Required task
Select every line of the entries below that contains the string "tree", and copy each of those lines.

>>>>>

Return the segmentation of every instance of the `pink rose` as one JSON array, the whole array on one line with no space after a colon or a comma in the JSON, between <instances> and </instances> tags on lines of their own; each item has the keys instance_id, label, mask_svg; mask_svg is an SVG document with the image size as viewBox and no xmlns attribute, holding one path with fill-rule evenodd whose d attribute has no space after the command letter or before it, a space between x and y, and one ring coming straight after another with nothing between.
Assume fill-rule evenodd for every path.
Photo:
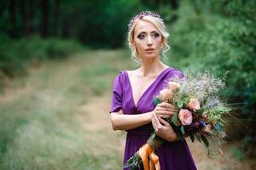
<instances>
[{"instance_id":1,"label":"pink rose","mask_svg":"<svg viewBox=\"0 0 256 170\"><path fill-rule=\"evenodd\" d=\"M186 109L181 109L179 110L178 118L183 125L189 125L193 120L191 111Z\"/></svg>"},{"instance_id":2,"label":"pink rose","mask_svg":"<svg viewBox=\"0 0 256 170\"><path fill-rule=\"evenodd\" d=\"M173 95L172 91L168 88L164 88L161 91L160 91L160 94L162 101L166 101L170 99Z\"/></svg>"},{"instance_id":3,"label":"pink rose","mask_svg":"<svg viewBox=\"0 0 256 170\"><path fill-rule=\"evenodd\" d=\"M168 88L170 90L176 91L176 90L179 89L180 84L177 82L169 82Z\"/></svg>"},{"instance_id":4,"label":"pink rose","mask_svg":"<svg viewBox=\"0 0 256 170\"><path fill-rule=\"evenodd\" d=\"M200 103L197 99L191 98L189 104L187 105L187 107L193 111L196 111L196 110L201 109Z\"/></svg>"}]
</instances>

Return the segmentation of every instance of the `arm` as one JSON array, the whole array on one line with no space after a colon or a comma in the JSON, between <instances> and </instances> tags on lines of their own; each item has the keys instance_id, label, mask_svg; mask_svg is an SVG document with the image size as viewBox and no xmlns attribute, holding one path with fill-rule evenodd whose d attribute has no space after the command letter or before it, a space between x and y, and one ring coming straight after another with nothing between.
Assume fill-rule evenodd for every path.
<instances>
[{"instance_id":1,"label":"arm","mask_svg":"<svg viewBox=\"0 0 256 170\"><path fill-rule=\"evenodd\" d=\"M152 121L153 113L161 116L171 116L175 110L173 106L167 103L158 105L154 110L138 114L138 115L125 115L120 112L112 112L110 118L113 130L130 130L150 123Z\"/></svg>"},{"instance_id":2,"label":"arm","mask_svg":"<svg viewBox=\"0 0 256 170\"><path fill-rule=\"evenodd\" d=\"M151 122L153 111L138 115L124 115L112 112L110 119L113 130L130 130Z\"/></svg>"},{"instance_id":3,"label":"arm","mask_svg":"<svg viewBox=\"0 0 256 170\"><path fill-rule=\"evenodd\" d=\"M170 123L160 116L157 116L154 114L152 124L159 137L167 140L168 142L174 142L178 139L177 133L174 132Z\"/></svg>"}]
</instances>

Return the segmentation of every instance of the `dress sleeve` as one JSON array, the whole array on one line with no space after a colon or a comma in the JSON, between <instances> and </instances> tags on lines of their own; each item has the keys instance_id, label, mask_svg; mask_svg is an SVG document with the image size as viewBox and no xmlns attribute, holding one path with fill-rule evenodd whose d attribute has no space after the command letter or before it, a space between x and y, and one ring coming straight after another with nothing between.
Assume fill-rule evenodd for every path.
<instances>
[{"instance_id":1,"label":"dress sleeve","mask_svg":"<svg viewBox=\"0 0 256 170\"><path fill-rule=\"evenodd\" d=\"M113 80L112 90L112 105L110 113L118 112L123 106L122 73L120 72Z\"/></svg>"}]
</instances>

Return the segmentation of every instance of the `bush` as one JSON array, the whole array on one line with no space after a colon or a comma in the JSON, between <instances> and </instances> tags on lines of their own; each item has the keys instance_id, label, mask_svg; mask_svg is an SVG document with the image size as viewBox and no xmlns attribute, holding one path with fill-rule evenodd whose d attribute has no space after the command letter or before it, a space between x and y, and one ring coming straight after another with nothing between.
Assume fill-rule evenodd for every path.
<instances>
[{"instance_id":1,"label":"bush","mask_svg":"<svg viewBox=\"0 0 256 170\"><path fill-rule=\"evenodd\" d=\"M241 110L235 110L247 120L241 137L255 136L251 121L256 118L255 7L253 0L183 1L170 27L172 65L212 70L218 76L230 71L223 95L243 104Z\"/></svg>"}]
</instances>

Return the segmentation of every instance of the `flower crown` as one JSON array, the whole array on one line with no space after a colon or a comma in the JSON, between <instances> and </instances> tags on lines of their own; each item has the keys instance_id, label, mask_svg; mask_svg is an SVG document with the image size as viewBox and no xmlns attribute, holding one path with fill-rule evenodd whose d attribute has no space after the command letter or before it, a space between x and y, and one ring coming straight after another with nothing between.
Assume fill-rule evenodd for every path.
<instances>
[{"instance_id":1,"label":"flower crown","mask_svg":"<svg viewBox=\"0 0 256 170\"><path fill-rule=\"evenodd\" d=\"M128 24L128 31L130 31L131 26L133 25L133 23L136 20L137 20L137 19L142 20L144 16L154 17L154 18L157 18L163 24L165 23L164 20L158 14L152 13L150 11L143 11L143 12L137 14L136 16L132 17L132 19L130 20L130 23Z\"/></svg>"}]
</instances>

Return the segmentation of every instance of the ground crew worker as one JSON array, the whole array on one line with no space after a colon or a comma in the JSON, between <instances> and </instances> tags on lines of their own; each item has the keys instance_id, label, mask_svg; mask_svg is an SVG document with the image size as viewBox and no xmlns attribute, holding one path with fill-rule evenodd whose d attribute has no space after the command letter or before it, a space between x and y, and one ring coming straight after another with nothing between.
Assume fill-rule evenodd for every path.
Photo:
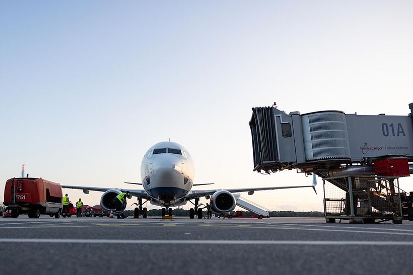
<instances>
[{"instance_id":1,"label":"ground crew worker","mask_svg":"<svg viewBox=\"0 0 413 275\"><path fill-rule=\"evenodd\" d=\"M211 206L209 205L208 203L206 203L206 205L205 206L205 207L202 207L202 209L204 208L206 208L206 218L211 219L212 217L212 209L211 209Z\"/></svg>"},{"instance_id":2,"label":"ground crew worker","mask_svg":"<svg viewBox=\"0 0 413 275\"><path fill-rule=\"evenodd\" d=\"M79 199L79 201L76 203L76 208L78 211L76 212L76 217L79 218L82 217L82 208L83 207L83 202L82 201L82 199Z\"/></svg>"},{"instance_id":3,"label":"ground crew worker","mask_svg":"<svg viewBox=\"0 0 413 275\"><path fill-rule=\"evenodd\" d=\"M127 217L123 215L122 208L123 204L126 204L126 198L129 196L129 191L121 193L113 198L112 201L115 204L115 208L116 210L116 217L118 219L124 219Z\"/></svg>"},{"instance_id":4,"label":"ground crew worker","mask_svg":"<svg viewBox=\"0 0 413 275\"><path fill-rule=\"evenodd\" d=\"M62 214L65 216L69 214L69 197L67 194L64 195L61 199L61 204L63 205Z\"/></svg>"}]
</instances>

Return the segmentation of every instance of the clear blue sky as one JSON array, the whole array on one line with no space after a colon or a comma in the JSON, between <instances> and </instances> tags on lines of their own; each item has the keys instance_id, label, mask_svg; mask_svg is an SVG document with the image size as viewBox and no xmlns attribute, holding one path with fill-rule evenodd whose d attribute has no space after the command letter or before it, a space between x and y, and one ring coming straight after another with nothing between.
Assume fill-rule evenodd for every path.
<instances>
[{"instance_id":1,"label":"clear blue sky","mask_svg":"<svg viewBox=\"0 0 413 275\"><path fill-rule=\"evenodd\" d=\"M251 108L407 115L412 14L411 1L0 2L0 199L23 163L62 184L124 187L170 138L198 182L309 184L252 172ZM318 189L248 199L321 210Z\"/></svg>"}]
</instances>

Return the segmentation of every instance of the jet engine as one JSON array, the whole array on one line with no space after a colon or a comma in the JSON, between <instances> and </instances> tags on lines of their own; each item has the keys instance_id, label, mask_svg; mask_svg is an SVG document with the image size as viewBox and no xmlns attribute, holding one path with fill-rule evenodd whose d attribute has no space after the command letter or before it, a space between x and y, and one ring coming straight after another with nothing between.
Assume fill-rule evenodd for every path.
<instances>
[{"instance_id":1,"label":"jet engine","mask_svg":"<svg viewBox=\"0 0 413 275\"><path fill-rule=\"evenodd\" d=\"M102 208L108 211L115 209L115 204L112 202L112 200L121 193L122 192L118 189L110 189L103 193L100 198L100 206ZM126 208L126 204L124 203L122 210L124 210Z\"/></svg>"},{"instance_id":2,"label":"jet engine","mask_svg":"<svg viewBox=\"0 0 413 275\"><path fill-rule=\"evenodd\" d=\"M233 210L236 203L233 195L225 190L219 190L211 196L210 205L214 212L223 213Z\"/></svg>"}]
</instances>

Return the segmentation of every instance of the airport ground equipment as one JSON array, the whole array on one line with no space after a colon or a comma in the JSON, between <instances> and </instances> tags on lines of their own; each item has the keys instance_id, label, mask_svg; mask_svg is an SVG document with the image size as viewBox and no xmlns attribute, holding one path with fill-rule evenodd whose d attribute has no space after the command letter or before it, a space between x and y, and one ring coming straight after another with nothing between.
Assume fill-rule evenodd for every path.
<instances>
[{"instance_id":1,"label":"airport ground equipment","mask_svg":"<svg viewBox=\"0 0 413 275\"><path fill-rule=\"evenodd\" d=\"M12 218L27 213L29 218L41 214L60 217L62 209L61 187L42 178L14 177L7 180L4 203L11 210Z\"/></svg>"},{"instance_id":2,"label":"airport ground equipment","mask_svg":"<svg viewBox=\"0 0 413 275\"><path fill-rule=\"evenodd\" d=\"M269 217L269 210L246 199L241 198L239 194L234 194L234 197L235 197L237 206L248 211L251 211L251 212L254 212L257 215L257 217L258 219L262 219L263 217L268 218Z\"/></svg>"},{"instance_id":3,"label":"airport ground equipment","mask_svg":"<svg viewBox=\"0 0 413 275\"><path fill-rule=\"evenodd\" d=\"M413 173L413 103L409 108L407 116L252 108L254 170L321 177L327 222L401 222L398 178Z\"/></svg>"},{"instance_id":4,"label":"airport ground equipment","mask_svg":"<svg viewBox=\"0 0 413 275\"><path fill-rule=\"evenodd\" d=\"M408 195L406 192L400 193L400 199L403 218L413 221L413 192L410 192Z\"/></svg>"}]
</instances>

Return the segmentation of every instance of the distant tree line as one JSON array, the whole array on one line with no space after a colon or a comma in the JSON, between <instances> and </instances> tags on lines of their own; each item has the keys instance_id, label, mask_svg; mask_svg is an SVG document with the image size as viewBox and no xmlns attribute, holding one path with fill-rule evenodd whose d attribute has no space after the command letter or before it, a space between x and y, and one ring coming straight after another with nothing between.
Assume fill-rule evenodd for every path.
<instances>
[{"instance_id":1,"label":"distant tree line","mask_svg":"<svg viewBox=\"0 0 413 275\"><path fill-rule=\"evenodd\" d=\"M133 216L133 210L126 210L124 211L126 215L129 216ZM242 216L244 217L252 217L253 216L256 216L256 214L249 211L241 211L242 212ZM234 215L234 211L231 211L231 215ZM206 211L202 212L203 215L206 216ZM218 214L214 213L216 216L218 216ZM189 211L184 210L181 208L175 209L173 210L174 216L177 217L189 217ZM158 216L160 217L162 215L162 210L161 209L151 209L148 211L148 216L149 217ZM319 211L270 211L269 212L270 217L305 217L305 218L319 218L324 217L324 213Z\"/></svg>"}]
</instances>

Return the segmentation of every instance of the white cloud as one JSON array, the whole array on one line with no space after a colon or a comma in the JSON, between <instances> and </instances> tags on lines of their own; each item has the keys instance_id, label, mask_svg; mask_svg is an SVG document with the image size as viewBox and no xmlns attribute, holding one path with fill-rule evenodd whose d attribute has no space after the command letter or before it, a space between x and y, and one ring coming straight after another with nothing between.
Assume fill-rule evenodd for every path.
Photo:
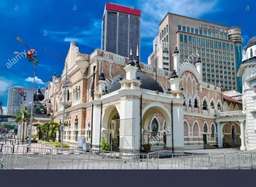
<instances>
[{"instance_id":1,"label":"white cloud","mask_svg":"<svg viewBox=\"0 0 256 187\"><path fill-rule=\"evenodd\" d=\"M27 77L27 78L26 78L24 80L25 81L27 82L34 82L34 77ZM38 83L38 84L44 84L44 82L43 82L43 81L39 78L38 77L35 77L35 82Z\"/></svg>"},{"instance_id":2,"label":"white cloud","mask_svg":"<svg viewBox=\"0 0 256 187\"><path fill-rule=\"evenodd\" d=\"M159 32L159 24L168 13L194 18L220 11L219 0L138 0L141 10L141 37L154 38ZM135 7L136 8L136 7Z\"/></svg>"},{"instance_id":3,"label":"white cloud","mask_svg":"<svg viewBox=\"0 0 256 187\"><path fill-rule=\"evenodd\" d=\"M5 94L5 92L8 90L12 82L3 77L0 77L0 95Z\"/></svg>"}]
</instances>

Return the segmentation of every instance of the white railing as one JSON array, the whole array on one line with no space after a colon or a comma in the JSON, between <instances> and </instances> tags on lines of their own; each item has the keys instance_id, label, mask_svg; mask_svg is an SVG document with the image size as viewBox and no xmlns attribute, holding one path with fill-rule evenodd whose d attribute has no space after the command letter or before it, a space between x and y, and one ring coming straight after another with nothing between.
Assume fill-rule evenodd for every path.
<instances>
[{"instance_id":1,"label":"white railing","mask_svg":"<svg viewBox=\"0 0 256 187\"><path fill-rule=\"evenodd\" d=\"M93 53L90 55L90 60L93 59L93 57L97 55L97 51L95 51Z\"/></svg>"},{"instance_id":2,"label":"white railing","mask_svg":"<svg viewBox=\"0 0 256 187\"><path fill-rule=\"evenodd\" d=\"M209 86L210 86L210 89L214 89L214 85L209 85Z\"/></svg>"},{"instance_id":3,"label":"white railing","mask_svg":"<svg viewBox=\"0 0 256 187\"><path fill-rule=\"evenodd\" d=\"M143 93L144 93L144 94L151 94L151 95L158 95L158 96L162 96L162 97L168 97L168 98L172 98L172 94L168 94L162 93L162 92L158 92L158 93L157 93L156 91L147 90L147 89L144 89L143 88L141 88L141 90L142 92Z\"/></svg>"},{"instance_id":4,"label":"white railing","mask_svg":"<svg viewBox=\"0 0 256 187\"><path fill-rule=\"evenodd\" d=\"M194 113L199 113L198 109L197 108L194 108Z\"/></svg>"},{"instance_id":5,"label":"white railing","mask_svg":"<svg viewBox=\"0 0 256 187\"><path fill-rule=\"evenodd\" d=\"M156 68L156 72L158 74L161 74L164 75L164 70L163 69Z\"/></svg>"},{"instance_id":6,"label":"white railing","mask_svg":"<svg viewBox=\"0 0 256 187\"><path fill-rule=\"evenodd\" d=\"M121 90L121 89L119 89L119 90L118 90L114 91L114 92L111 92L111 93L109 93L109 94L106 94L106 95L104 95L102 96L102 97L101 97L101 99L105 99L105 98L107 98L107 97L110 97L110 96L112 96L112 95L115 95L115 94L118 94L118 92L119 92L120 90Z\"/></svg>"},{"instance_id":7,"label":"white railing","mask_svg":"<svg viewBox=\"0 0 256 187\"><path fill-rule=\"evenodd\" d=\"M243 114L243 110L237 110L237 111L224 111L218 113L218 116L226 116L226 115L238 115Z\"/></svg>"},{"instance_id":8,"label":"white railing","mask_svg":"<svg viewBox=\"0 0 256 187\"><path fill-rule=\"evenodd\" d=\"M208 88L208 84L206 82L203 82L203 86Z\"/></svg>"},{"instance_id":9,"label":"white railing","mask_svg":"<svg viewBox=\"0 0 256 187\"><path fill-rule=\"evenodd\" d=\"M168 42L162 42L162 47L165 48L169 48L169 43Z\"/></svg>"},{"instance_id":10,"label":"white railing","mask_svg":"<svg viewBox=\"0 0 256 187\"><path fill-rule=\"evenodd\" d=\"M144 69L147 70L148 71L153 71L153 67L150 65L144 64Z\"/></svg>"},{"instance_id":11,"label":"white railing","mask_svg":"<svg viewBox=\"0 0 256 187\"><path fill-rule=\"evenodd\" d=\"M125 57L118 55L114 55L114 60L122 63L125 63Z\"/></svg>"},{"instance_id":12,"label":"white railing","mask_svg":"<svg viewBox=\"0 0 256 187\"><path fill-rule=\"evenodd\" d=\"M208 115L208 111L207 110L203 110L203 114Z\"/></svg>"}]
</instances>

<<<<<

Task result
Return the segmentation of every instance of the distant tree line as one JSON array, the whole array on one line with no space after a colon or a comma in the JSON, between <instances> and </instances> tags on lines of their own; each item has the keys instance_id, label, mask_svg; mask_svg is an SVG document with the image size as viewBox and no xmlns attribute, holding one path with fill-rule evenodd whose d attribute has no space after the command letter or before it, a space between x and y, and one ring coming straight after another with nothing between.
[{"instance_id":1,"label":"distant tree line","mask_svg":"<svg viewBox=\"0 0 413 275\"><path fill-rule=\"evenodd\" d=\"M133 216L133 210L126 210L124 211L126 215L129 216ZM242 216L244 217L252 217L253 216L256 216L256 214L249 211L241 211L242 212ZM234 215L234 211L231 211L231 215ZM206 211L202 212L203 215L206 216ZM218 214L214 213L216 216L218 216ZM189 211L184 210L181 208L175 209L173 210L174 216L177 217L189 217ZM158 216L160 217L162 215L162 210L161 209L151 209L148 211L148 216L149 217ZM319 211L270 211L269 212L270 217L305 217L305 218L319 218L324 217L324 213Z\"/></svg>"}]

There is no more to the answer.